◆ **Written problem 1**:
In the BigQuery Python UDF page below, list every entry in the PyArrow column of the data type table that is written in the form DataType(...).

◆ **Text shown**:

★ ★ ★ ★ ★ ★ ★

Create a vectorized Python UDF

You can implement your Python UDF to process a batch of rows instead of a single row by using vectorization. Vectorization can improve query performance.

To control batching behavior, specify the maximum number of rows in each batch by using the max_batching_rows option in the CREATE OR REPLACE FUNCTION option list. If you specify max_batching_rows, BigQuery determines the number of rows in a batch, up to the max_batching_rows limit. If max_batching_rows is not specified, the number of rows to batch is determined automatically.

A vectorized Python UDF has a single pandas.DataFrame argument that must be annotated. The pandas.DataFrame argument has the same number of columns as the Python UDF parameters defined in the CREATE FUNCTION statement. The column names in the pandas.DataFrame argument have the same names as the UDF's parameters.

Your function needs to return either a pandas.Series or a single-column pandas.DataFrame with the same number of rows as the input.

The following example creates a vectorized Python UDF named multiplyInputs with two parameters—x and y:

Go to the BigQuery page.

Go to BigQuery

In the query editor, enter the following CREATE FUNCTION statement:

CREATE FUNCTION `PROJECT_ID.DATASET_ID`.multiplyVectorized(x FLOAT64, y FLOAT64)
RETURNS FLOAT64
LANGUAGE python
OPTIONS(runtime_version="python-3.11", entry_point="vectorized_multiply")
AS r'''
import pandas as pd

def vectorized_multiply(df: pd.DataFrame):
  return df['x'] * df['y']

''';

Replace PROJECT_ID.DATASET_ID with your project ID and dataset ID.

Calling the UDF is the same as in the previous example.

Click Run.

Supported Python UDF data types

The following table defines the mapping between BigQuery data types, Python data types, and Pandas data types:

BigQuery data type	Python built-in data type used by standard UDF	Pandas data type used by vectorized UDF	PyArrow data type used for ARRAY and STRUCT in vectorized UDF
`BOOL`	`bool`	`BooleanDtype`	`DataType(bool)`
`INT64`	`int`	`Int64Dtype`	`DataType(int64)`
`FLOAT64`	`float`	`FloatDtype`	`DataType(double)`
`STRING`	`str`	`StringDtype`	`DataType(string)`
`BYTES`	`bytes`	`binary[pyarrow]`	`DataType(binary)`
`TIMESTAMP`	Function parameter: `datetime.datetime` (with UTC timezone set) Function return value: `datetime.datetime` (with any timezone set)	Function parameter: `timestamp[us, tz=UTC][pyarrow]` Function return value: `timestamp[us, tz=*][pyarrow]\(any timezone\)`	`TimestampType(timestamp[us])`, with timezone
`DATE`	`datetime.date`	`date32[pyarrow]`	`DataType(date32[day])`
`TIME`	`datetime.time`	`time64[pyarrow]`	`Time64Type(time64[us])`
`DATETIME`	`datetime.datetime` (without timezone)	`timestamp[us][pyarrow]`	`TimestampType(timestamp[us])`, without timezone
`ARRAY`	`list`	`list<...>[pyarrow]`, where the element data type is a `pandas.ArrowDtype`	`ListType`
`STRUCT`	`dict`	`struct<...>[pyarrow]`, where the field data type is a `pandas.ArrowDtype`	`StructType`

Supported runtime versions

BigQuery Python UDFs support the python-3.11 runtime. This Python version includes some additional pre-installed packages. For system libraries, check the runtime base image.

★ ★ ★ ★ ★ ★ ★

◆ **Given information**:

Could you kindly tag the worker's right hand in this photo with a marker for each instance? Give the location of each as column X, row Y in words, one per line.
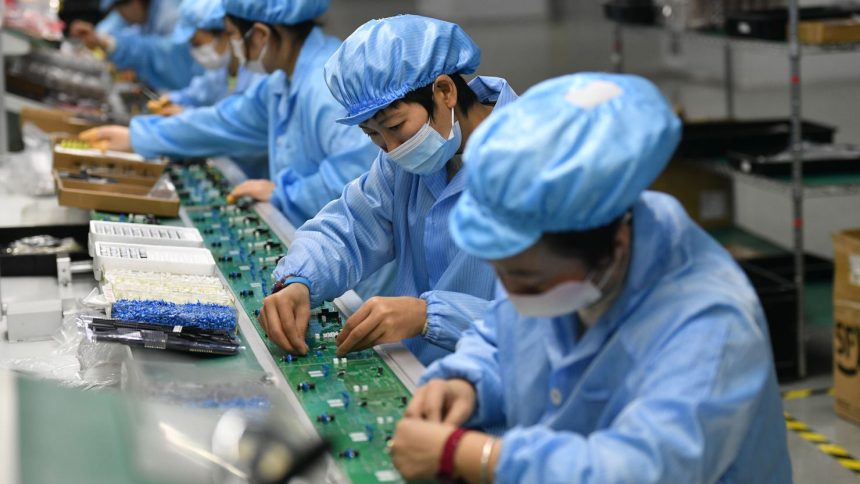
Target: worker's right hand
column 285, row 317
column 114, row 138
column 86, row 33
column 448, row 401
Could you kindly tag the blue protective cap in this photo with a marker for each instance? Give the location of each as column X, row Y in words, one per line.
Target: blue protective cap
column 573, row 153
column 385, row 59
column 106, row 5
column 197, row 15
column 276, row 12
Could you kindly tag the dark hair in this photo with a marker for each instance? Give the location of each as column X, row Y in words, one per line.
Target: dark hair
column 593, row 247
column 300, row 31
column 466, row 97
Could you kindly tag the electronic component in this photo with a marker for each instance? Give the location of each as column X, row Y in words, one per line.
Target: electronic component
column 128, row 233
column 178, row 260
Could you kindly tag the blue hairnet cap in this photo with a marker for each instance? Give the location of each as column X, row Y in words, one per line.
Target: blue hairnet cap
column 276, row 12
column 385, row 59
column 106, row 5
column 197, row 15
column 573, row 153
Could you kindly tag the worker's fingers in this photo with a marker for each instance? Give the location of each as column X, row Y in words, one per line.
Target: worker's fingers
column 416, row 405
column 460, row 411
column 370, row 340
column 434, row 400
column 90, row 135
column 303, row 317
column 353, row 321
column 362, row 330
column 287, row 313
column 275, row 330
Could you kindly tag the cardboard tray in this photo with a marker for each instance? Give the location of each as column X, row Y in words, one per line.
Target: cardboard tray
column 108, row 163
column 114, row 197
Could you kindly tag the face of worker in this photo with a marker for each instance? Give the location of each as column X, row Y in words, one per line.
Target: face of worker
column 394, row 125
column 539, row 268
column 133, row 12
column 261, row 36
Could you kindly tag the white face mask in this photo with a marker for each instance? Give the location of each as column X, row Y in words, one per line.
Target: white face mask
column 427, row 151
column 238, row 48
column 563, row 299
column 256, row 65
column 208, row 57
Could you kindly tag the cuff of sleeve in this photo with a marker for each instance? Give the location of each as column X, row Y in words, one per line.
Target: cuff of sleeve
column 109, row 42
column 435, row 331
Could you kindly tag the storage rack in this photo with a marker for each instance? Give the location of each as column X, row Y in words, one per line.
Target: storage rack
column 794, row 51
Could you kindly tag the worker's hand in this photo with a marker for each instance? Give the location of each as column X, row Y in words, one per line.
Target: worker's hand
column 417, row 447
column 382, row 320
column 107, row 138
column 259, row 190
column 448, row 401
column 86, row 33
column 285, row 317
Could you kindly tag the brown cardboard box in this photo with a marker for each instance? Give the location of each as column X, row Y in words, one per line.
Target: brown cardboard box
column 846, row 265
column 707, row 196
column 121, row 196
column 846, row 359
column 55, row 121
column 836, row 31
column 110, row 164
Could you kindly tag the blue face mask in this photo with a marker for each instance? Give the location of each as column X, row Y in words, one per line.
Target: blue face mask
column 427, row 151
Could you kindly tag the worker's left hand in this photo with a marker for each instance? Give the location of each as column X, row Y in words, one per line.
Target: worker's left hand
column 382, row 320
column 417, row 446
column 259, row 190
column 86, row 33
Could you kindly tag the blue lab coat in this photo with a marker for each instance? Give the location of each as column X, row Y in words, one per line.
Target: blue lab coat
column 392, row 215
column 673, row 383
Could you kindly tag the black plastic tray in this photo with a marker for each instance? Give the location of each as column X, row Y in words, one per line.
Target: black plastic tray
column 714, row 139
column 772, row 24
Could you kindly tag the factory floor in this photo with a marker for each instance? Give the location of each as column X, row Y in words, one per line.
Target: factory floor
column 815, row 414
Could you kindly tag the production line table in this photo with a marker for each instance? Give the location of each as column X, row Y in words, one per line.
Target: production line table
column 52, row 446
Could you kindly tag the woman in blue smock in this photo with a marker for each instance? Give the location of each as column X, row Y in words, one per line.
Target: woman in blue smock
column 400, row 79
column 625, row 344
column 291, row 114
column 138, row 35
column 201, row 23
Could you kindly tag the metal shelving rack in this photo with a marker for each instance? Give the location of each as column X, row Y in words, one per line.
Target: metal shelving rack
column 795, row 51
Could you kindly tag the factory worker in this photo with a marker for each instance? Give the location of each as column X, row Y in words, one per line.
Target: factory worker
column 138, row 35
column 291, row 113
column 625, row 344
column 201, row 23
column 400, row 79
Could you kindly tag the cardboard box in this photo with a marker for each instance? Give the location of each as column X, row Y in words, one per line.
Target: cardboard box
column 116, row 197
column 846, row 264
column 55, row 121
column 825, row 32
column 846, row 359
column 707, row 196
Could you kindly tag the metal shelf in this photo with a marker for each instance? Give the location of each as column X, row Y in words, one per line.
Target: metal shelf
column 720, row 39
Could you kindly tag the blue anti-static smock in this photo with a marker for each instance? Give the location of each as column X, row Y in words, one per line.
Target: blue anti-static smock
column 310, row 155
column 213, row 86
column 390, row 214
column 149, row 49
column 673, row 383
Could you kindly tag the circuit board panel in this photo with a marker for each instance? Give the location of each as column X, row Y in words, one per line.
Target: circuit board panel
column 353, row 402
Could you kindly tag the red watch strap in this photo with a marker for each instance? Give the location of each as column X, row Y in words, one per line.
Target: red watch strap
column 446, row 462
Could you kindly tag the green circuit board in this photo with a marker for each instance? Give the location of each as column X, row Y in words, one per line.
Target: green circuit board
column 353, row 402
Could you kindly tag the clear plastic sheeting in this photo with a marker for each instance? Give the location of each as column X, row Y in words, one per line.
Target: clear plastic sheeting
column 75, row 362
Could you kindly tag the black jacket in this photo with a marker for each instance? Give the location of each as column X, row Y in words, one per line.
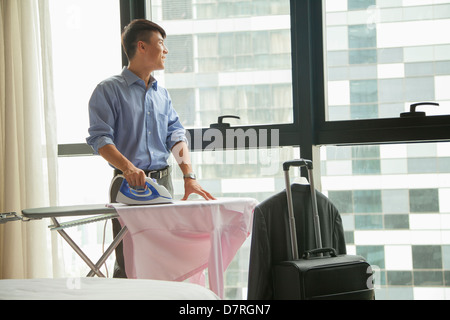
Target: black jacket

★ ★ ★ ★ ★ ★ ★

◆ **Written problem 2**:
Pick out each line of the records above that contains the word "fingers".

◆ **Exercise output 1**:
DataType(bool)
DataType(int64)
DataType(double)
DataType(string)
DataType(binary)
DataType(date32[day])

◆ **Exercise output 2**:
Could you kindly tag the worker's fingers in this photo with a marker for each instance? Give the location of each as column X, row Y in words, one per line.
Target: worker's fingers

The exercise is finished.